[Annotated coordinate records]
○ ○ ○ ○

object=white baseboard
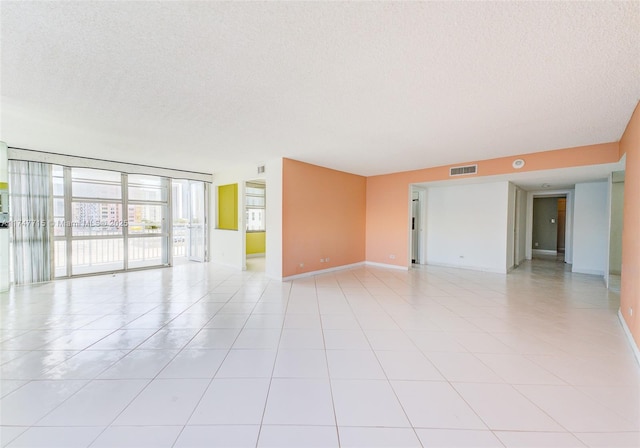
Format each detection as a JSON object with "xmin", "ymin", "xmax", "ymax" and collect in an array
[
  {"xmin": 364, "ymin": 261, "xmax": 409, "ymax": 271},
  {"xmin": 571, "ymin": 266, "xmax": 604, "ymax": 277},
  {"xmin": 282, "ymin": 261, "xmax": 364, "ymax": 282},
  {"xmin": 618, "ymin": 308, "xmax": 640, "ymax": 364},
  {"xmin": 531, "ymin": 249, "xmax": 558, "ymax": 255},
  {"xmin": 427, "ymin": 261, "xmax": 507, "ymax": 274}
]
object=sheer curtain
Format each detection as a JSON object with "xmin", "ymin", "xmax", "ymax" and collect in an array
[{"xmin": 9, "ymin": 160, "xmax": 51, "ymax": 284}]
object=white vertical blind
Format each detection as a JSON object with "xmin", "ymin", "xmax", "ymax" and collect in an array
[{"xmin": 9, "ymin": 160, "xmax": 52, "ymax": 284}]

○ ○ ○ ○

*INSTRUCTION*: Reproduce all of the material above word for word, leaving the picture out.

*TASK RESULT*:
object=white baseboard
Format each detection as a JSON object with "xmin", "ymin", "xmax", "ymax" and collect in an array
[
  {"xmin": 364, "ymin": 261, "xmax": 409, "ymax": 271},
  {"xmin": 571, "ymin": 266, "xmax": 604, "ymax": 277},
  {"xmin": 282, "ymin": 261, "xmax": 364, "ymax": 282},
  {"xmin": 618, "ymin": 308, "xmax": 640, "ymax": 364},
  {"xmin": 531, "ymin": 249, "xmax": 558, "ymax": 255},
  {"xmin": 427, "ymin": 261, "xmax": 507, "ymax": 274}
]
object=sheer curtain
Format each detection as a JSON object with "xmin", "ymin", "xmax", "ymax" and collect in an array
[{"xmin": 9, "ymin": 160, "xmax": 51, "ymax": 284}]
object=white vertical blind
Format each detection as a JSON object with "xmin", "ymin", "xmax", "ymax" and collect in an array
[{"xmin": 9, "ymin": 160, "xmax": 52, "ymax": 284}]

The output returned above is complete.